EXERCISE INSTRUCTIONS |
Which lines in the rows below contain the word "small"? Report each of them in full.

## Start DATASET RECORDS

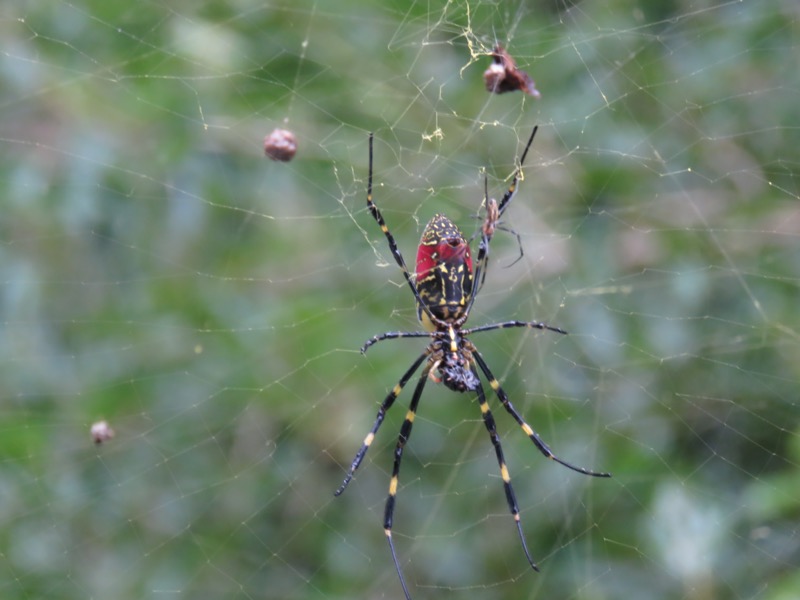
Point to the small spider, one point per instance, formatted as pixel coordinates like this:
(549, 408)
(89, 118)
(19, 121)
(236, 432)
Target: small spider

## End DATASET RECORDS
## Start DATASET RECORDS

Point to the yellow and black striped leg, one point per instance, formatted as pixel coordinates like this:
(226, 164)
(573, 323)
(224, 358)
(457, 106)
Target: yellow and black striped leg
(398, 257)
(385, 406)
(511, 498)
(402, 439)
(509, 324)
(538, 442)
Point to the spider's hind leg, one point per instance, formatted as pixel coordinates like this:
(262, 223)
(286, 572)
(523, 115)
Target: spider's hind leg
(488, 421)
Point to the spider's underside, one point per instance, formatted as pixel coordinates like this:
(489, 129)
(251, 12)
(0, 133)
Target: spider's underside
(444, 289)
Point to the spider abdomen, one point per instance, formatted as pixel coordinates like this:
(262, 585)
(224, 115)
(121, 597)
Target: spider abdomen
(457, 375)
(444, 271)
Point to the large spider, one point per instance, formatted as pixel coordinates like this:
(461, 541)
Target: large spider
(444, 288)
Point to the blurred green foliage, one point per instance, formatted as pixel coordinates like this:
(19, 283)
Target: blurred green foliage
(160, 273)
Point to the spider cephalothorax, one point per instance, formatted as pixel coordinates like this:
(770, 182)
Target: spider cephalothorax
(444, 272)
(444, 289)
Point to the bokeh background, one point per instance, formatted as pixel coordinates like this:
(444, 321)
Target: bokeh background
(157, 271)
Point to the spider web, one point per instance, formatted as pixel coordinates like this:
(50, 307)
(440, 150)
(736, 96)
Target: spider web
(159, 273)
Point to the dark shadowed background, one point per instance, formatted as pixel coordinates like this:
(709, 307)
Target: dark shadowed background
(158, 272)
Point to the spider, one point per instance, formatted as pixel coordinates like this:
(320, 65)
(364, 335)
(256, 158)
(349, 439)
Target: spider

## End DATASET RECORDS

TASK SOLUTION |
Point to the small spider, one point per instance, formatted as pixel coordinates like this:
Target: small spider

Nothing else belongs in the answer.